RECORD EXTRACTS>
■ ■ ■

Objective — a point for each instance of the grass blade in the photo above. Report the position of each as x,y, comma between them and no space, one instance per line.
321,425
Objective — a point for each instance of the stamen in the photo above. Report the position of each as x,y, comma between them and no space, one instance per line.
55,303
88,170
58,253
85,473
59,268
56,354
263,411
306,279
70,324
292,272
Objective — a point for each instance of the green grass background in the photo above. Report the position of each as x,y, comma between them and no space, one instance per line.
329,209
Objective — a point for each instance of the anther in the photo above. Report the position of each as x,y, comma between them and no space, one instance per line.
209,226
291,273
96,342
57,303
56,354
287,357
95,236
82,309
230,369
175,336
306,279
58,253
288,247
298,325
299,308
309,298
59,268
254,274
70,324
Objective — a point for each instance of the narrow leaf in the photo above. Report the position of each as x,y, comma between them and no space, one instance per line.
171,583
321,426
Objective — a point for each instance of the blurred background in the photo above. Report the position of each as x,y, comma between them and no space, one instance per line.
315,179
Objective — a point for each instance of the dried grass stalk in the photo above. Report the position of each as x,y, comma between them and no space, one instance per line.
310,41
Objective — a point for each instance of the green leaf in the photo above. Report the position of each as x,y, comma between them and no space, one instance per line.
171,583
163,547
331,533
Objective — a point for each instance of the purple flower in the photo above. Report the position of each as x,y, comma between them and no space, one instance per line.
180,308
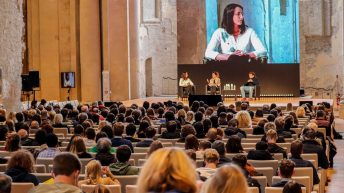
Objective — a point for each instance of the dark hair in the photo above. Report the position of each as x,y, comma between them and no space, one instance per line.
227,19
150,132
41,137
108,130
219,146
130,129
240,160
65,164
52,140
5,183
292,187
123,153
234,145
261,145
90,133
191,142
171,126
286,168
296,149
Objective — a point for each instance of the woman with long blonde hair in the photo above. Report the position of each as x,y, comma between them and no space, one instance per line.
227,179
94,173
244,119
167,170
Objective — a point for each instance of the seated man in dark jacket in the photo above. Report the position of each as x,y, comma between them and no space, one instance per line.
310,145
261,152
296,150
150,133
122,167
271,137
118,140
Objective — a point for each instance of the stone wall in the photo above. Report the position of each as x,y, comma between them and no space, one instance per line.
11,52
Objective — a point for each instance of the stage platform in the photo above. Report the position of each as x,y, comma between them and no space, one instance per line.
280,101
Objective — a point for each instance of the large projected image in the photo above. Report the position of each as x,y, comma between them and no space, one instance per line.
274,25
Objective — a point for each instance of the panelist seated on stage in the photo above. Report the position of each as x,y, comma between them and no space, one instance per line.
234,38
186,85
214,84
250,86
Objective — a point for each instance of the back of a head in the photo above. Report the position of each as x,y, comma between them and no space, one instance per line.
123,153
228,179
5,183
165,170
219,146
292,187
286,168
65,164
52,140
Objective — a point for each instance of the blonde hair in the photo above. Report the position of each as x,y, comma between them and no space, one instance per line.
227,179
244,119
93,172
300,112
167,169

■ ■ ■

Recast every line of the entries above as a JSON array of strings, one string per line, skipping blank lines. Leave the pictures out.

[
  "Objective — a point for each instance of the grass blade in the photo above. Report the position of each as x,y, comma between them and no space, one instance per line.",
  "321,425",
  "Objective — a point for each instance of the stamen in the photo above. Report the position of each as x,y, comma between them and no space, one instance per line.",
  "55,303",
  "88,170",
  "58,253",
  "85,473",
  "59,268",
  "56,354",
  "263,411",
  "306,279",
  "70,324",
  "292,272",
  "Objective — a point for each instance of the green grass background in the photo above. Report the position of each as x,y, comma between them and no space, one instance per line.",
  "329,209",
  "Objective — a point for each instance of the anther in the photo above. Report the position of each as x,y, comma between them and no space, one instance per line.",
  "209,226",
  "291,273",
  "96,342",
  "57,303",
  "56,354",
  "287,357",
  "95,236",
  "82,309",
  "230,369",
  "175,336",
  "306,279",
  "58,253",
  "288,247",
  "298,325",
  "299,308",
  "309,298",
  "59,268",
  "254,274",
  "70,324",
  "Objective — a point for each instance of the narrow leaf in the photo above. Report the position of each as x,y, comma between them and no space, one instance per line.",
  "171,583",
  "321,426",
  "Objective — a point for each instance of the blurred background in the photo above. Report the position of each as x,y, comma between them and no space, one instance per line.",
  "315,179",
  "Objective — a point for each instance of the dried grass stalk in the photo above. Report the position of each as x,y, comma between them and no space, one instance per line.",
  "310,41",
  "Objective — a point for each instance of the green leaf in the photo above. Report the position of each as x,y, comma between them and no space, one instance per line.",
  "171,583",
  "163,547",
  "331,533",
  "Objective — a point for each instance of the purple flower in the photo above. Report the position of each as x,y, comma between them and no space, one instance per line.",
  "180,308",
  "Objective — a point for each instance of the dark hair in the photo above. Report the position of each as x,y, comma between them and no space, one instance per line.",
  "227,19",
  "150,132",
  "41,137",
  "108,130",
  "219,146",
  "130,129",
  "240,160",
  "65,164",
  "52,140",
  "5,183",
  "292,187",
  "123,153",
  "234,145",
  "261,145",
  "90,133",
  "191,142",
  "171,126",
  "286,168",
  "296,149",
  "Objective — a point for each instance of the woman with long blonde hair in the photo above. Report the position of each as x,y, comma between them and no space, one instance per line.",
  "227,179",
  "94,173",
  "244,119",
  "167,170",
  "Objective — a point for each instance of the seated man in dark jacket in the photo above. Report the position of each as x,y, comma between them and no space, one instance per line.",
  "310,145",
  "261,152",
  "296,150",
  "150,133",
  "122,167",
  "271,137",
  "118,140",
  "Objective — a point for each instance of the stone wall in the photo above. Report the position of each as x,y, comma between them and no space, one instance per line.",
  "11,52",
  "Objective — a point for each instance of the stage platform in the photo above. Report the position of each as x,y, comma between them and no space, one instance per line.",
  "280,101",
  "Objective — a point for each instance of the large projected image in the photo above. Report the position of each as x,y, comma between them and no space, one instance per line.",
  "274,25",
  "Objective — a point for each instance of the panelist seated on stage in the photo above. Report the position of each as x,y, comma between them and no space, one instance per line.",
  "234,38",
  "186,85",
  "214,84",
  "250,86",
  "Objective — a point for each instance of the back of a head in the photo above. Report the position of each as x,y, comma between them and no space, one instance per line.",
  "123,153",
  "228,179",
  "5,183",
  "165,170",
  "219,146",
  "292,187",
  "286,168",
  "65,164",
  "52,140",
  "Objective — a point for each instance of the blonde hair in the photo above. Report the position of each as x,y, comma between them and no space, one instance per line.",
  "227,179",
  "244,119",
  "93,172",
  "300,112",
  "167,169"
]